> _What to do_
Count the lines in the records below that contain the string "target", and reply with only that number.

(Mask labeling examples)
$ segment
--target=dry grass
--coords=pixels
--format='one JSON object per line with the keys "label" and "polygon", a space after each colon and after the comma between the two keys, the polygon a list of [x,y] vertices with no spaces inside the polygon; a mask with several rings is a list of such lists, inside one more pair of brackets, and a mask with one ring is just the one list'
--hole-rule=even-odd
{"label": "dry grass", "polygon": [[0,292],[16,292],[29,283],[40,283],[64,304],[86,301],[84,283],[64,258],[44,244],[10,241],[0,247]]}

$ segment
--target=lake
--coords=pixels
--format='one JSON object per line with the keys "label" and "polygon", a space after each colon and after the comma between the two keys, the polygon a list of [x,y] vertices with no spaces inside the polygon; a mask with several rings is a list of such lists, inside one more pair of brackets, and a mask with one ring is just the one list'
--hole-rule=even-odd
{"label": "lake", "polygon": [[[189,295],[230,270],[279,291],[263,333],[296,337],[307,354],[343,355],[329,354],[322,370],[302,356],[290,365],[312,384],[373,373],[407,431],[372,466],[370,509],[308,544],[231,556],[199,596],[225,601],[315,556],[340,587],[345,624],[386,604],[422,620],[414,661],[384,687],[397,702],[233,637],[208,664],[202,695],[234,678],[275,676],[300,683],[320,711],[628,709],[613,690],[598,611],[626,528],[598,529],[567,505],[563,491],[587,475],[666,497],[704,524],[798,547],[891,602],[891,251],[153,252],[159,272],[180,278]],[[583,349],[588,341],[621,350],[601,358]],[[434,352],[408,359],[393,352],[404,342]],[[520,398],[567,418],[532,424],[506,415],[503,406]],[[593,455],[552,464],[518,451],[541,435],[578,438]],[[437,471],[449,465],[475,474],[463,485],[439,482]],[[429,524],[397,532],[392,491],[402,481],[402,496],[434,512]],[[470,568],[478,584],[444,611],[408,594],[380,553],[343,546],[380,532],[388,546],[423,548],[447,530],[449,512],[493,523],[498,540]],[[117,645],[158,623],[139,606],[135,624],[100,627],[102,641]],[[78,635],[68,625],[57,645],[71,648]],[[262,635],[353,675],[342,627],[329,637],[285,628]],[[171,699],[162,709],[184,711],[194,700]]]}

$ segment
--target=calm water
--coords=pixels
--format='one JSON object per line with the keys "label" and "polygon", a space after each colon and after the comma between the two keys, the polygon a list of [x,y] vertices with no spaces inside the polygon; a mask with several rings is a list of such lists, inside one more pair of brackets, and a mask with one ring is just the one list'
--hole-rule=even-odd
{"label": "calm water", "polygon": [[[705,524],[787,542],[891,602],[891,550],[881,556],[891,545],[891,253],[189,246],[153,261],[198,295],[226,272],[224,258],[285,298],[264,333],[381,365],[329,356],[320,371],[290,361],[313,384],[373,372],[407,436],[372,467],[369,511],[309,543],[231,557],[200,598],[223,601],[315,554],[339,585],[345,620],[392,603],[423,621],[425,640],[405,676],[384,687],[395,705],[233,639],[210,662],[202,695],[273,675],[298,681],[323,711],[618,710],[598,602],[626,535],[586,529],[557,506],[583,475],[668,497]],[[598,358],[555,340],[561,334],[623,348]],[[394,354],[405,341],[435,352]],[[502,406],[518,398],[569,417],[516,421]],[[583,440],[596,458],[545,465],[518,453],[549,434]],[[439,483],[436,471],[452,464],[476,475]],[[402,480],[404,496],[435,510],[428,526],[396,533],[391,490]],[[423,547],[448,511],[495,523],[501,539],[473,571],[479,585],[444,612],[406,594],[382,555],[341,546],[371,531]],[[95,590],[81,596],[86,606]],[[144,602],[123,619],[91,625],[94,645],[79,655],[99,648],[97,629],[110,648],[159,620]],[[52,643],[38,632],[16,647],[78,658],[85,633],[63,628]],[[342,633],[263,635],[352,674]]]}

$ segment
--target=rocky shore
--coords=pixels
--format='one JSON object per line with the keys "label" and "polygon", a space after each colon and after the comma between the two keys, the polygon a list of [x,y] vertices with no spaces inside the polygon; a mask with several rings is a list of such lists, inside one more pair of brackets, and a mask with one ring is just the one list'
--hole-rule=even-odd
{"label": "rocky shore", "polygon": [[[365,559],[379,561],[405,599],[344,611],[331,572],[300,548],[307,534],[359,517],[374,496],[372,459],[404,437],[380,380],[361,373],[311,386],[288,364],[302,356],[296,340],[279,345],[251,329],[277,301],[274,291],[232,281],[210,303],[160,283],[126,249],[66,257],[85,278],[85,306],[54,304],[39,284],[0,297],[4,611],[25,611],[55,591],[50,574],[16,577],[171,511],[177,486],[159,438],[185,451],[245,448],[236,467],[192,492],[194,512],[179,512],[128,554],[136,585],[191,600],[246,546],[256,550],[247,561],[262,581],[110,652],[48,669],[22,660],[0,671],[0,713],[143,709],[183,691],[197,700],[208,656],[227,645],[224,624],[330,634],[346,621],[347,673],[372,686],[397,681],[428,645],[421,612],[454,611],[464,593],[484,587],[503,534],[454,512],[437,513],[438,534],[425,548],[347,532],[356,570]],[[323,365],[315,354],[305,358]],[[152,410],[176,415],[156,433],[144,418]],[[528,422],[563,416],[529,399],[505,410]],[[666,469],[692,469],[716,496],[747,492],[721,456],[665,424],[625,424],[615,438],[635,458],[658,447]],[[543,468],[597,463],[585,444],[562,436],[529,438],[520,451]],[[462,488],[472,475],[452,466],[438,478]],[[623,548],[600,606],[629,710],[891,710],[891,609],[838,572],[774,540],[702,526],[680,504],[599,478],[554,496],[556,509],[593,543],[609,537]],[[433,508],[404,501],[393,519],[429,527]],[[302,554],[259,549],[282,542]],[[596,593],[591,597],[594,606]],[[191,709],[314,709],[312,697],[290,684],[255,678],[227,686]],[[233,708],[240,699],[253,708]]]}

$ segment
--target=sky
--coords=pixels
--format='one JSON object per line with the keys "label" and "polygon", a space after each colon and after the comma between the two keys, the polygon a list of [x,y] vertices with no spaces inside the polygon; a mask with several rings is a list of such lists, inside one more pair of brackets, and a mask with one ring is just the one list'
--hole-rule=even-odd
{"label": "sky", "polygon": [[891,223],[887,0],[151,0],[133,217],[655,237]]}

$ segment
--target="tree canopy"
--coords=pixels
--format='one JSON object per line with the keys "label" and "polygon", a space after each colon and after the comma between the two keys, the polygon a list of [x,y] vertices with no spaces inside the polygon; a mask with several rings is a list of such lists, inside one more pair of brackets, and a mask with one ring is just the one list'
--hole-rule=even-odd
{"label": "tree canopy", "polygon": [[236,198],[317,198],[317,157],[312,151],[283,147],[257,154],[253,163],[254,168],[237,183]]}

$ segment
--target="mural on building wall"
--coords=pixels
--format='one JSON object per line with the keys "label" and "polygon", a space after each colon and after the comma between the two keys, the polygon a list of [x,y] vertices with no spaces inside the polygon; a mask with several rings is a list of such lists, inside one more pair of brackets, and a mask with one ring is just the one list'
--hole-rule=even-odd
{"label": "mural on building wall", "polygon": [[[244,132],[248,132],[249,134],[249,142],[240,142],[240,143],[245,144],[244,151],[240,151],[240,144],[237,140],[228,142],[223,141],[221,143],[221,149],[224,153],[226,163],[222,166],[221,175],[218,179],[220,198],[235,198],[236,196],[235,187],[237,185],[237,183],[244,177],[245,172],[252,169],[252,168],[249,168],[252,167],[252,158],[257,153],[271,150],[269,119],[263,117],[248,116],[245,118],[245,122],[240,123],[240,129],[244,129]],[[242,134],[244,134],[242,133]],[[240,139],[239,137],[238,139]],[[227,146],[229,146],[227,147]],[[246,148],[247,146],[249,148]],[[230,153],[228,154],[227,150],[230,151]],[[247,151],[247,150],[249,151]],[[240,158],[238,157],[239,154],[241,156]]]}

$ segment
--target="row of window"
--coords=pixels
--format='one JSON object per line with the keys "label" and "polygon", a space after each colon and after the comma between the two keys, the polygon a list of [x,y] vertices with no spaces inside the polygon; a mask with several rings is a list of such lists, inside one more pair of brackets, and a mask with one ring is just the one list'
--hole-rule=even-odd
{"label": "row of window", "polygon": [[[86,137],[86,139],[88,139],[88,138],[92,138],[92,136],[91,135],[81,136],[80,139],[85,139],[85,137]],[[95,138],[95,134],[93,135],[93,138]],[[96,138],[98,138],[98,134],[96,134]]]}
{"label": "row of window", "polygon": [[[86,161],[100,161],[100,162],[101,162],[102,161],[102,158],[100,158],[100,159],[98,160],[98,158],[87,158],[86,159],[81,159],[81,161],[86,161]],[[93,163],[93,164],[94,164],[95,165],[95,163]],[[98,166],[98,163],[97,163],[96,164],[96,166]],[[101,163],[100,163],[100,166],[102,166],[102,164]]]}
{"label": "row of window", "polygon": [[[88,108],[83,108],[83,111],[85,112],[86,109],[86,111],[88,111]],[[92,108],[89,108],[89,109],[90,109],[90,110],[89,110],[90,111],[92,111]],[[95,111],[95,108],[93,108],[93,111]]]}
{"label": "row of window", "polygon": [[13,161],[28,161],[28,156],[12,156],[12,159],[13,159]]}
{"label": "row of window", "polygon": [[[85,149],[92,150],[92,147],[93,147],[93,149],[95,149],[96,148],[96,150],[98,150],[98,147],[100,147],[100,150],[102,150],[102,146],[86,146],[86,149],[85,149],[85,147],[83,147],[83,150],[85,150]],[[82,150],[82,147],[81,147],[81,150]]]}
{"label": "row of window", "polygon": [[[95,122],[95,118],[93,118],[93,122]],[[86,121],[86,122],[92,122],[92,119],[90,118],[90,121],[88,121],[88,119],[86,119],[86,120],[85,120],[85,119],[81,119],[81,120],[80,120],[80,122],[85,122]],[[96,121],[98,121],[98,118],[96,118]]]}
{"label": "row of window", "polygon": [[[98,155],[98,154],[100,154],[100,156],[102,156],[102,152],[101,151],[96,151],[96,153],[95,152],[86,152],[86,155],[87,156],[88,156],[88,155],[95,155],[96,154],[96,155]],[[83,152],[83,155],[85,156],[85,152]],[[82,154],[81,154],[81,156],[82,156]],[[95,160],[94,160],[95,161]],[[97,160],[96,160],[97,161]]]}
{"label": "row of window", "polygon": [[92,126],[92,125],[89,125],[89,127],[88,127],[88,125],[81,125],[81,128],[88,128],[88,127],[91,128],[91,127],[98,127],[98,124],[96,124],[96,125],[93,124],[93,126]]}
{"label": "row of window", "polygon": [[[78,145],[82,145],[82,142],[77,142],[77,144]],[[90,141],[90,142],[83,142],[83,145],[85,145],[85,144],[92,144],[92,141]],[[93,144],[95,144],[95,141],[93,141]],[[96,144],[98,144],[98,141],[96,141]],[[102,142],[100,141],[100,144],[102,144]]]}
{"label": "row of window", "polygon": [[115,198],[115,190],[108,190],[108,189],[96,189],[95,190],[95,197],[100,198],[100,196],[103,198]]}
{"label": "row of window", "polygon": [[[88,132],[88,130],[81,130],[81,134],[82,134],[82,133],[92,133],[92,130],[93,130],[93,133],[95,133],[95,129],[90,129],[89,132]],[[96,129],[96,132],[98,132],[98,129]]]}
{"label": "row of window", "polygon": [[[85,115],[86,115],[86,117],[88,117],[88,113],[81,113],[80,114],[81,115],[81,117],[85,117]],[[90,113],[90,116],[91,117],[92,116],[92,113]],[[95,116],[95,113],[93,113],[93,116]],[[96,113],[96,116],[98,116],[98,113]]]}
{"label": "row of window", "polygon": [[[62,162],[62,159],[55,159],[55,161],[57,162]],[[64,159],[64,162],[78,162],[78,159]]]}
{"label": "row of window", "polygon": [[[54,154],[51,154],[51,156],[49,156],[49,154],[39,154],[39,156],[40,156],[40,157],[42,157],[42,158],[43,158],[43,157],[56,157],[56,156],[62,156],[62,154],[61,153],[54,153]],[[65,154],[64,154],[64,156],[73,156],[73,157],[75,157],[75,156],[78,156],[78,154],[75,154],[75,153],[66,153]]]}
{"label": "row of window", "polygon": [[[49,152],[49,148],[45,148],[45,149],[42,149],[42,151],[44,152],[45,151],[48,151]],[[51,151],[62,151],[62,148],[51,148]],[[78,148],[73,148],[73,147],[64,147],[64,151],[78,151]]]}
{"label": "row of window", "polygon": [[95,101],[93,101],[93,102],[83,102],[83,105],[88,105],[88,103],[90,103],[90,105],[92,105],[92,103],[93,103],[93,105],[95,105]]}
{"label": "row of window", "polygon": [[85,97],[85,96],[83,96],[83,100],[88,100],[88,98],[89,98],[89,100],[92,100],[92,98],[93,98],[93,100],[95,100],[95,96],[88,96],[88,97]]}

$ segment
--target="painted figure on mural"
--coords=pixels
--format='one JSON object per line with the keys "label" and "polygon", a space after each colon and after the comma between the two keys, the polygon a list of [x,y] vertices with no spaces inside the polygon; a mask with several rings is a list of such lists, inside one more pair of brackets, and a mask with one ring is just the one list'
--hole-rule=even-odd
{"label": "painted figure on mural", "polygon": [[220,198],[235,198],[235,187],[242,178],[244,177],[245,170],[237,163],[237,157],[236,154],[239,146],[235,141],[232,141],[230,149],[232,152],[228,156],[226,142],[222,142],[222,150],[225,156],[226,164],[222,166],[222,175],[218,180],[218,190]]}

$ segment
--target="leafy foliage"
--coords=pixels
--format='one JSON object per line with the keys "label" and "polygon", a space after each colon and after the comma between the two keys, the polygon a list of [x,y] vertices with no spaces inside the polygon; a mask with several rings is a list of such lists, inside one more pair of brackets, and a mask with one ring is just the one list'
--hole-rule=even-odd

> _Final result_
10